─── Passage for review

Her words come ahead of the late spring bank holiday on Monday 31 May, and health and care services asking people to use the right service during the long weekend.
People are reminded that their own GP is the best first port of call but when their own GP is not open and it’s urgent – but not an emergency – or you simply don’t know what type of care you need, it’s best to call 111 or visit 111.nhs.uk.
Amber, 3, who suffers from severe ongoing croup, had been home from hospital less than 24 hours after suffering such a bad attack that she started choking, couldn’t breathe and her lips turned blue.
Katherine, 39, said, she and her husband John, were both terrified.
The mum-of-five said: “It was the worst attack we’d ever seen. We dialled for an ambulance who arrived in 6 minutes and she was given an inhaler and steroids and took her to the hospital. It was very scary, and we were panicking.”
Paramedics were able to treat Amber at her home but because of her young age took her to Royal Cornwall Hospital for a precautionary check by the hospital’s paediatric team.

──────

*Exercise set:*
1. In the article about Amber's croup attack, translate this sentence into Spanish: "Paramedics were able to treat Amber at her home but because of her young age took her to Royal Cornwall Hospital for a precautionary check by the hospital’s paediatric team."
2. Extract the portion of the article about Amber's croup attack starting at "People are reminded" and ending at "or visit 111.nhs.uk.", word for word.
3. Extend the article about Amber's croup attack beyond its final sentence.

─── Data records

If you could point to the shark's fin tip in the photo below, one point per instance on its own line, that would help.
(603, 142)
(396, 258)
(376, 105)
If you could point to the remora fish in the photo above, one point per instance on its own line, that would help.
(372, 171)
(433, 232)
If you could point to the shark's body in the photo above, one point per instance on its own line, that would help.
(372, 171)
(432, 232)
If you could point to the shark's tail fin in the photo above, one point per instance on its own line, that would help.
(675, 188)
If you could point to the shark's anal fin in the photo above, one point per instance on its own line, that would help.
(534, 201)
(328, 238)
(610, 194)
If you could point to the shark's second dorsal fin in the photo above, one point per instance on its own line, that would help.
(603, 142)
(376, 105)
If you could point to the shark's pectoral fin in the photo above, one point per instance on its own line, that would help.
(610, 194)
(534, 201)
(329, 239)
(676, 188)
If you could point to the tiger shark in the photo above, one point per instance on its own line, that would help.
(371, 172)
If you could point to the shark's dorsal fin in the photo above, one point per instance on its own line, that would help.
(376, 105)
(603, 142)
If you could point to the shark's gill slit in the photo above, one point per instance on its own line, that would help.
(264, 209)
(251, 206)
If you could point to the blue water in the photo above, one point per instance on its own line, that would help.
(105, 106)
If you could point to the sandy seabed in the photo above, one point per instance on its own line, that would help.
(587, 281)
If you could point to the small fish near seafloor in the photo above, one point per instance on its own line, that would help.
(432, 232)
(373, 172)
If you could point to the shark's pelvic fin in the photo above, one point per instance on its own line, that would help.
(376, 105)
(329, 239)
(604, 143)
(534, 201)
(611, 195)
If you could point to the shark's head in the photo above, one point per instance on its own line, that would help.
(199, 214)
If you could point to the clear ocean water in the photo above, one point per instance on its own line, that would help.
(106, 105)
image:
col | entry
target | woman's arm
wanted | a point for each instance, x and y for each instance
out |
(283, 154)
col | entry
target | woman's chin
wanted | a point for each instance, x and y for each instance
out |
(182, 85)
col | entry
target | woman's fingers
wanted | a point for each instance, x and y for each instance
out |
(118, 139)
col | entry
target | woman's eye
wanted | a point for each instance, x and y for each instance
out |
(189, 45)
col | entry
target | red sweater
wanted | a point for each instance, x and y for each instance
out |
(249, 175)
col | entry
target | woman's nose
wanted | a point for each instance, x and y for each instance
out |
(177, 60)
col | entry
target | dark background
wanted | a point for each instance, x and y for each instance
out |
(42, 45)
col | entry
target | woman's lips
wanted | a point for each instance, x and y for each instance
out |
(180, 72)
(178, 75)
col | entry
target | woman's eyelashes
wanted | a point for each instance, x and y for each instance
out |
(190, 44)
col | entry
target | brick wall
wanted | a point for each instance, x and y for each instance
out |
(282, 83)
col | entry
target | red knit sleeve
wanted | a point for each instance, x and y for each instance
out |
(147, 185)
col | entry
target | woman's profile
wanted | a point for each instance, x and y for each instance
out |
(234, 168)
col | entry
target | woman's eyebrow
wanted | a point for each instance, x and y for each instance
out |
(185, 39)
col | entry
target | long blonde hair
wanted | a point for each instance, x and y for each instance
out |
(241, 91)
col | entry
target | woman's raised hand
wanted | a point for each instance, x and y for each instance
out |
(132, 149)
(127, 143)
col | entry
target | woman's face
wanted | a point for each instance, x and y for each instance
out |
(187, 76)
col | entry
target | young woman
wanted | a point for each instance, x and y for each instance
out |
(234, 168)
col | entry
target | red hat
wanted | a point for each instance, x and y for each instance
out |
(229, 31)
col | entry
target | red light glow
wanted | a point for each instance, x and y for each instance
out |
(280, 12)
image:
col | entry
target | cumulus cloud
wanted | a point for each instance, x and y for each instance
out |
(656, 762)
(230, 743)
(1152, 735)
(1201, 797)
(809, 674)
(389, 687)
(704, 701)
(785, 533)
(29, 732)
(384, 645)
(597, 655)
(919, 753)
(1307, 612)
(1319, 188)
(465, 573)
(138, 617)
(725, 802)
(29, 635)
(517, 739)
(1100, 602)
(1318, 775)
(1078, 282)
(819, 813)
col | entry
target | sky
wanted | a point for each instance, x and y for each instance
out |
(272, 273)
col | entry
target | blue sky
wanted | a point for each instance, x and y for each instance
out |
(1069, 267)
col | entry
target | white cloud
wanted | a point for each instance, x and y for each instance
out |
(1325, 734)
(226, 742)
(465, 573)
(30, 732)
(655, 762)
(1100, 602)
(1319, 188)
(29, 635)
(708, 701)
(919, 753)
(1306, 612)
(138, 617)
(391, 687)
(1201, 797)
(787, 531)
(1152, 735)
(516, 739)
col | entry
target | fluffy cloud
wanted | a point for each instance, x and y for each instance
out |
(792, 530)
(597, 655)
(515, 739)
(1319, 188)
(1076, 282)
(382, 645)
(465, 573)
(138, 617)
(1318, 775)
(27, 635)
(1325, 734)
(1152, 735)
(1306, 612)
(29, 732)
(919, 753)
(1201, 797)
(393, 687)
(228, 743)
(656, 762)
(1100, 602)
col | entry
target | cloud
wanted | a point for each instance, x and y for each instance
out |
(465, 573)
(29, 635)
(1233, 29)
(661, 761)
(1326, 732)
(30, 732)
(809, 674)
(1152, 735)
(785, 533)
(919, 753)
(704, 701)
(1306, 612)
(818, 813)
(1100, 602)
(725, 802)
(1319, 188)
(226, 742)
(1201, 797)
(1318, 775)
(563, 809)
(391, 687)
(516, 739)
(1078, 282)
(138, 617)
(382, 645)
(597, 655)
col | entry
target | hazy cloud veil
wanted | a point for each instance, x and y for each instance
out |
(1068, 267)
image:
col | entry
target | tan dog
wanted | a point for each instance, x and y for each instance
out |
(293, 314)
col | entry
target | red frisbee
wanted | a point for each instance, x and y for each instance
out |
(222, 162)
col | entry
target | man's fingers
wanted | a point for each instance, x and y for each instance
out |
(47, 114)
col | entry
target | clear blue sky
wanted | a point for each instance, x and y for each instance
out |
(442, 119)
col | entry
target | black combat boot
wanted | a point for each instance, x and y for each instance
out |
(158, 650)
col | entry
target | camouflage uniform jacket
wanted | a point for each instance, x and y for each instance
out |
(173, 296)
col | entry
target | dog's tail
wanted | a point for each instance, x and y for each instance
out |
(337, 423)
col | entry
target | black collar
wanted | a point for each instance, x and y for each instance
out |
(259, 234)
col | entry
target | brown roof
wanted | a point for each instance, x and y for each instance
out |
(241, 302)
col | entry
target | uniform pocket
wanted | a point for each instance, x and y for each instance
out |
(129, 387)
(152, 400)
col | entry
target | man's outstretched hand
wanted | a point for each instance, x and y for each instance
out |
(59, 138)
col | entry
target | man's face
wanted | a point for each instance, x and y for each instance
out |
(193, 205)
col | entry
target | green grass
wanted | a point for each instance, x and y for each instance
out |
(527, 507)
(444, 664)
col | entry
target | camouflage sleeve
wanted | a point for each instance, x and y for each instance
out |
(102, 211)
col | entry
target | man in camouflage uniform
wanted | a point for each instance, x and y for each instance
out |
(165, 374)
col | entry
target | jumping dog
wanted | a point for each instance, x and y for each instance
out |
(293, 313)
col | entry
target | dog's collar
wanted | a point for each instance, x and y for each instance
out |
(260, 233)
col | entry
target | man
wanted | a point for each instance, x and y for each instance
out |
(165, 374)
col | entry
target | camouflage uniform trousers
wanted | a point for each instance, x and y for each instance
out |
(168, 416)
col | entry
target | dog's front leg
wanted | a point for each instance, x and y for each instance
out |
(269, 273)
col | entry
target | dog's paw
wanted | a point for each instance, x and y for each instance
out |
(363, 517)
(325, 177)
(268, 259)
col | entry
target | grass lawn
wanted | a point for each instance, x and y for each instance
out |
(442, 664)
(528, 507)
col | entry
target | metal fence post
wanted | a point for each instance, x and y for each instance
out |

──────

*Set of answers:*
1. Los paramédicos pudieron atender a Amber en su casa, pero debido a su corta edad la llevaron al Royal Cornwall Hospital para una revisión preventiva por parte del equipo de pediatría del hospital.

2.
People are reminded that their own GP is the best first port of call but when their own GP is not open and it’s urgent – but not an emergency – or you simply don’t know what type of care you need, it’s best to call 111 or visit 111.nhs.uk.

3.
At the hospital it was discovered that little Amber had also suffered an asthma attack alongside the croup, which had caused such a severe attack.
She was given a thorough check-up and monitored before little Amber was well enough to leave the hospital.
But back home, Katherine said the events of the previous night continued to play on her mind and Amber still didn’t seem quite her usual self.
She said: “Normally she gets her bounce back after she has had the steroids but this time that didn’t happen. I began to panic and started to go through what if it happened to Amber again and how we might not be so lucky the second time. I was extremely scared.”
Katherine, who works at Royal Cornwall Hospital, Treliske, dialled 111 and “an absolute angel” called Katie, a 111 clinician, called her back.
“Myself and John was so worried about Amber and if it hadn’t been for Katie and the whole of the 111 team, I would not have made it through the night and driven her straight to the emergency, even if had meant I had to sit in the car park all night.
“They saved an admission when the emergency department is so busy.”
Katherine admitted she was “very emotional” when she spoke to Katie.
“Katie was absolutely brilliant; she was calm, took me through all the scenarios and each point step by step but without the feeling that I was being spoken down to. Katie was relatable and supportive.”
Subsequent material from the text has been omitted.